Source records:
%%
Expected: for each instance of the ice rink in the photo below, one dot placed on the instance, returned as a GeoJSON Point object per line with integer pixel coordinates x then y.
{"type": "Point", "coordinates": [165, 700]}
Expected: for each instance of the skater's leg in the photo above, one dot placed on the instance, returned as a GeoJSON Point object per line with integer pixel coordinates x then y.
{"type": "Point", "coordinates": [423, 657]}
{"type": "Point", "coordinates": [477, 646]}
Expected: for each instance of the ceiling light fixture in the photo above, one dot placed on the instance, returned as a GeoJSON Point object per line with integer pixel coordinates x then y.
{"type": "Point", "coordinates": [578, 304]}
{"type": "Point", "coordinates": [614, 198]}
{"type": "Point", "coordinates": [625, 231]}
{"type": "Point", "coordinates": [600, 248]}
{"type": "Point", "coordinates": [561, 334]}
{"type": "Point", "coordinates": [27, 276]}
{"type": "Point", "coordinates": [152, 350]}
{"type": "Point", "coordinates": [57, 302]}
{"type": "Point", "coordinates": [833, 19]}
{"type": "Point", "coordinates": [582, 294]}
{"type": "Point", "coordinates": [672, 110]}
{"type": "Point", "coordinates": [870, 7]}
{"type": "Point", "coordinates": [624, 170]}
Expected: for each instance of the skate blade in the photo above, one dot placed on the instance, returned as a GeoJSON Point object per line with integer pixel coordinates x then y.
%%
Goal of the exercise: Your answer must be the line with "Expected: for each instance of the skater's" and all lines after it through the final line of the entries, copied exactly and with nothing added.

Solution for this exercise:
Expected: for each instance of the skater's leg in the photo above, one dot placed on the instance, returned as a GeoJSON Point object per line with integer pixel coordinates x then y.
{"type": "Point", "coordinates": [423, 657]}
{"type": "Point", "coordinates": [477, 646]}
Expected: for each instance of the ceiling light fixture in the photo above, one dot placed on the instance, returned as a GeoJSON Point object per line with integer pixel coordinates x then y.
{"type": "Point", "coordinates": [578, 304]}
{"type": "Point", "coordinates": [614, 198]}
{"type": "Point", "coordinates": [625, 231]}
{"type": "Point", "coordinates": [600, 248]}
{"type": "Point", "coordinates": [561, 334]}
{"type": "Point", "coordinates": [27, 276]}
{"type": "Point", "coordinates": [152, 350]}
{"type": "Point", "coordinates": [57, 302]}
{"type": "Point", "coordinates": [833, 19]}
{"type": "Point", "coordinates": [582, 294]}
{"type": "Point", "coordinates": [672, 110]}
{"type": "Point", "coordinates": [870, 7]}
{"type": "Point", "coordinates": [624, 170]}
Expected: for each instance of the skate blade in the photo above, one dot placed on the instance, returned as a GeoJSON Point object per line with integer pixel coordinates x then y.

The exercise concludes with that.